**SOAL LATIHAN:**
A) Terjemahkan kalimat "Cecak adalah binatang yang bijak, sakti, dan magis." dari teks tentang cecak dan Hari Raya Saraswati ke dalam bahasa Inggris.
B) Lanjutkan teks tentang cecak dan Hari Raya Saraswati, dimulai setelah kalimat terakhirnya.

**KUTIPAN DOKUMEN:**
* * * * *

Setiap umat Hindu merayakan Hari Raya Saraswati, dalam banten-nya selalu ada jajan berwujud cecek atau seekor cecak. Bila ditanya mengapa dibuat jajan dengan bentuk seperti itu, jawaban yang kita peroleh, karena lambang ilmu pengetahuan Sang Hyang Aji Saraswati adalah cecak. Cecak adalah binatang yang bijak, sakti, dan magis. Buktinya?
JIKA umat Hindu di Bali ketika sedang nobrol atau berbicara kemudian terdengar bunyi cecak, berarti apa yang bicarakan diyakini telah dibenarkan oleh sang cecak. Sehingga terlontarlah ucapan, "Pukulun Batara Sang Hyang Aji Saraswati". Lantas, mengapa dipilih wujud seekor cecak sebagai lambang ilmu pengetahuan?
Ada yang menjawab bahwa cecak itu adalah binatang keramat atau hewan suci dan cerdik. Ketika dikejar oleh pemangsanya, dia akan melepaskan ekornya. Ekor ini, setelah lepas, akan bergerak-gerak sendiri. Lalu, pemangsa akan tertarik dan perhatiannya beralih ke potongan ekor cecak yang bergerak-gerak tersebut, bukan kepada cecaknya. Dengan cara ini, cecak dapat meloloskan dirinya dari kejaran pemangsanya. Cecak akhirnya bebas berlari dan selamat dari terkaman pemangsanya. Jawaban pembenaran lainnya, bahwa cecak itu mampu berjalan merayap di dinding dan di langit-langit rumah dengan punggung menghadap ke bawah. Telapak kakinya mempunyai alat khusus untuk menempel di dinding dan plafon rumah.

* * * * *

**DATA YANG DISEDIAKAN:**
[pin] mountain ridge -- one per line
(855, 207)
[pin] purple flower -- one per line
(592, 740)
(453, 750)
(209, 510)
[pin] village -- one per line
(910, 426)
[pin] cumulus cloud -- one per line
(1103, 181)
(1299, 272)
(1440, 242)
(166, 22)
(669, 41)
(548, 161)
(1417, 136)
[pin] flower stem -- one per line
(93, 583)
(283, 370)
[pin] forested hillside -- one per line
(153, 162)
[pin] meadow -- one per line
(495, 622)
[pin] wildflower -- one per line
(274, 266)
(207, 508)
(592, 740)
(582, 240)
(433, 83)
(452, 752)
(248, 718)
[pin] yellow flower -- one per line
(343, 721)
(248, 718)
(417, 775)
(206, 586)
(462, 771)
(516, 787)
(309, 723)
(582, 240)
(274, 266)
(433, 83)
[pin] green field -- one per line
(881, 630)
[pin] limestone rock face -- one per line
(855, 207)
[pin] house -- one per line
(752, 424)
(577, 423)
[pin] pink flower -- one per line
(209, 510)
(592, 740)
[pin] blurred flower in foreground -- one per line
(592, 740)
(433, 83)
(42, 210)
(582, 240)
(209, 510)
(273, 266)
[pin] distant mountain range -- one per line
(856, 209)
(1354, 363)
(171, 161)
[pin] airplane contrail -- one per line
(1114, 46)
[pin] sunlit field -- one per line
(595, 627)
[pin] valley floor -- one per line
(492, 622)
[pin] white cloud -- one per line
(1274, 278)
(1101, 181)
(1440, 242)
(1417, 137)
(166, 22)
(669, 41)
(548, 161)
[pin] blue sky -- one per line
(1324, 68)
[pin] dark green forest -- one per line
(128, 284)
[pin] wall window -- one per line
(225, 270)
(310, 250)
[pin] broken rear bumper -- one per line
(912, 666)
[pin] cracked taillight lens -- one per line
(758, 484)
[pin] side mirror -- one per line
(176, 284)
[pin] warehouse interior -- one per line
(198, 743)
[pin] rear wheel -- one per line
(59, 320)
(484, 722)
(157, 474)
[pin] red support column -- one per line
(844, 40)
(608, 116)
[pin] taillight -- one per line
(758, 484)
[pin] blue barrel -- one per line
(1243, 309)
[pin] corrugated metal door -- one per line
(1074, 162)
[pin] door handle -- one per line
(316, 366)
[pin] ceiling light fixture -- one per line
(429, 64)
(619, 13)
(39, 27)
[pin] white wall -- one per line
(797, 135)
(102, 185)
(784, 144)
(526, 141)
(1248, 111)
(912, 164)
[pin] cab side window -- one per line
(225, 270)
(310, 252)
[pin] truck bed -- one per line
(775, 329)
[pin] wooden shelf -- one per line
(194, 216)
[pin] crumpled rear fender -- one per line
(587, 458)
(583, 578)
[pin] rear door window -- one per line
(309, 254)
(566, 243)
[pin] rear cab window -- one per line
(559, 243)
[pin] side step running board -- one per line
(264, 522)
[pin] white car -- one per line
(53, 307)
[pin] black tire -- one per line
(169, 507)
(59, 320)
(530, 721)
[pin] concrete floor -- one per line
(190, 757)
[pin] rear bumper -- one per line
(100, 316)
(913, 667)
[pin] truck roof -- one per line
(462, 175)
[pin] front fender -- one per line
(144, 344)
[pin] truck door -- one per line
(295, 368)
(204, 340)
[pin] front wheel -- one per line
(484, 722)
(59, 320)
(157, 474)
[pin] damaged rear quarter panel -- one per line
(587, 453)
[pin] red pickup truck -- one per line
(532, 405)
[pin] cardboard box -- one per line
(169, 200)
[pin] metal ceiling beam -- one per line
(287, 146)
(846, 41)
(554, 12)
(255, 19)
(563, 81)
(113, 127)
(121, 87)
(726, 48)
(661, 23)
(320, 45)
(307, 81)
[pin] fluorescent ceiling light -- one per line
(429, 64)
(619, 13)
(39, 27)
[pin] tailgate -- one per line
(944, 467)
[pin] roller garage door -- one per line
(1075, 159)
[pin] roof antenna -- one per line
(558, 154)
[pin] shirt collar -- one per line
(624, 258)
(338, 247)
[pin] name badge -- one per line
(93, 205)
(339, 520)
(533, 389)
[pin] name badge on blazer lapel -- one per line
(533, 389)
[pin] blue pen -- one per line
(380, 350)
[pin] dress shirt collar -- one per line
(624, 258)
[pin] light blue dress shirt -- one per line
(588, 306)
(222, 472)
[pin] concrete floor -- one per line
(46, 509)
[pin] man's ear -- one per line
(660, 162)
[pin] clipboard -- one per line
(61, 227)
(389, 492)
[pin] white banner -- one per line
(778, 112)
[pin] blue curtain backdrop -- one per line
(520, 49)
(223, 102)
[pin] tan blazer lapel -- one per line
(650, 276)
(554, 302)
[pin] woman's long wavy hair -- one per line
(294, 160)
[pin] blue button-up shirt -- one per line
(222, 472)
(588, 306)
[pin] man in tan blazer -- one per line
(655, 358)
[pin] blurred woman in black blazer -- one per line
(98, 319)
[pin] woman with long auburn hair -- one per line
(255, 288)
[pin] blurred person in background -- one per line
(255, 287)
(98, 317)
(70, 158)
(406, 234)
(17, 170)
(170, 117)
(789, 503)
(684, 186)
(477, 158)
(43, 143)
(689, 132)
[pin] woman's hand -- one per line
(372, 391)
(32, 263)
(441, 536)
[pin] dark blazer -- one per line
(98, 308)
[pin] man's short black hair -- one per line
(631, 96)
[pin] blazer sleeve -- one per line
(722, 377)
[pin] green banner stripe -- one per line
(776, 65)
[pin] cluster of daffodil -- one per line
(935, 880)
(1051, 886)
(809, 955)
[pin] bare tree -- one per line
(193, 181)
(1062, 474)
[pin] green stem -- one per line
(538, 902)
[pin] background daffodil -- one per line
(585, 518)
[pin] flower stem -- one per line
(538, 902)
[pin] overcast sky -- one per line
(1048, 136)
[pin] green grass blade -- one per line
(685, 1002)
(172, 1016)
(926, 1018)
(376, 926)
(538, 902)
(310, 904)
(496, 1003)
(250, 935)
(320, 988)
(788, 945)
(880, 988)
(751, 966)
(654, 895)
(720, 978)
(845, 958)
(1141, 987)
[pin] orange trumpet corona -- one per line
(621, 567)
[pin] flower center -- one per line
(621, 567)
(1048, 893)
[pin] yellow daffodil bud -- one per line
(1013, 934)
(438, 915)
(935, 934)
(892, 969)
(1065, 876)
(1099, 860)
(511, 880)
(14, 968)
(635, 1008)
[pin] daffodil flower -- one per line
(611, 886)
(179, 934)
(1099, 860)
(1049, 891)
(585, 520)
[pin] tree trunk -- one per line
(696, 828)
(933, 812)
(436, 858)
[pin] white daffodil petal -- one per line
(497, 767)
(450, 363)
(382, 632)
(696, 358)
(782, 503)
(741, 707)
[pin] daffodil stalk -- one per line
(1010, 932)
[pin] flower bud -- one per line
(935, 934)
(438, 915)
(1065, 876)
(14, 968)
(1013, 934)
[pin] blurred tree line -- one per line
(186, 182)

* * * * *

**JAWABAN PER TUGAS:**
A) The gecko is a wise, supernaturally powerful, and magical animal.

B)
Cerita tambahan lainnya, bahwa Prabu Anglingdharma yang sakti mandraguna, sampai bertengkar dengan permaisurinya gara-gara mendengarkan percakapan dua ekor cecak. Oleh karena Sang Prabu tidak mau menceritakan apa yang telah didengarnya, Sang Permaisuri kemudian melakukan labuh geni, menceburkan dirinya ke dalam api yang berkobar-kobar sehingga hangus terbakar dan tewas. Inilah akibat merahasiakan apa yang telah didengar tentang percakapan dua ekor cecak yang merupakan pasangan suami istri tersebut. Dampaknya amat fatal pada kelangsungan kehidupan rumah tangganya.
Aksara Bali
Betulkah cecak itu binatang yang bijaksana, serba tahu, sakti, keramat, magis, ibarat penjelmaan Sang Hyang Aji Saraswati, lambang ilmu pengetahuan? Benarkah cecak cocok dan tepat dipergunakan sebagai simbol ilmu pengetahuan?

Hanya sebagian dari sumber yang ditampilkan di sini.